> **WHAT IS EXPECTED**
Pick out every line in the data below that contains the word "stone", and copy each one in full.

> **INFORMATION SHOWN**
%%

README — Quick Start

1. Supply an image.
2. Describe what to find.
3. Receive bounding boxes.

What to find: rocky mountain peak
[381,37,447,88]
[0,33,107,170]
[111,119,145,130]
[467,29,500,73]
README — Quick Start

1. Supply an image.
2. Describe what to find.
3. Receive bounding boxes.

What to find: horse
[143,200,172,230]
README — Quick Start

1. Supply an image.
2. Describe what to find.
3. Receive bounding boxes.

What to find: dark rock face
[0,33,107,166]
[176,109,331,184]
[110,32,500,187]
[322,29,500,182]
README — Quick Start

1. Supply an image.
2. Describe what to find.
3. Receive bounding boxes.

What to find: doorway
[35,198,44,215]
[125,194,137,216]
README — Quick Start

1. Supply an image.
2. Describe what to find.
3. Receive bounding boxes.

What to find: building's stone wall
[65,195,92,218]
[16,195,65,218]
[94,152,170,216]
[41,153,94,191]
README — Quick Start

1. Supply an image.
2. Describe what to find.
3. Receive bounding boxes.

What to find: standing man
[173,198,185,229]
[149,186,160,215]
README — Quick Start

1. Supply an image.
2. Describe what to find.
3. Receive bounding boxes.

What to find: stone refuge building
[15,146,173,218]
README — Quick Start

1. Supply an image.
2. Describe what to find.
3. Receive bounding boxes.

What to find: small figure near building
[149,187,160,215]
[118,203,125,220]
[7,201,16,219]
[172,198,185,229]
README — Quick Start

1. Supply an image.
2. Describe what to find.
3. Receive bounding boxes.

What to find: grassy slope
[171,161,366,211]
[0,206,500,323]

%%
%%

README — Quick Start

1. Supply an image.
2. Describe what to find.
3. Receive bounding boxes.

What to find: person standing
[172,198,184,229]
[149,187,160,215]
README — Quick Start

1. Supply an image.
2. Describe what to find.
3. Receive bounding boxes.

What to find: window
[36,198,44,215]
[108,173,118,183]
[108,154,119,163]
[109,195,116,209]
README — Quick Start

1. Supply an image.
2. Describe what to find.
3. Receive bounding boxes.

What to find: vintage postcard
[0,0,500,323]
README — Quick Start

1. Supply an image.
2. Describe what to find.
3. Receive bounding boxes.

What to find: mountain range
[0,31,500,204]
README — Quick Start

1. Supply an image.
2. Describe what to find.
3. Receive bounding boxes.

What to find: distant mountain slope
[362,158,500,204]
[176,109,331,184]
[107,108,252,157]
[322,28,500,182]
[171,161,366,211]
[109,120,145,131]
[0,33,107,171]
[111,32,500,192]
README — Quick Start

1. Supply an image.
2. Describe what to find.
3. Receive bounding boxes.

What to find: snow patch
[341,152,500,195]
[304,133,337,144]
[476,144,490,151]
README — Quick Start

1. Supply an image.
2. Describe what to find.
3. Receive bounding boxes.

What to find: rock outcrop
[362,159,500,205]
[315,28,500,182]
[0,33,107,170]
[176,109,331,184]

%%

> **REPLY TO THE TASK**
What to find: building's stone wall
What to find: stone refuge building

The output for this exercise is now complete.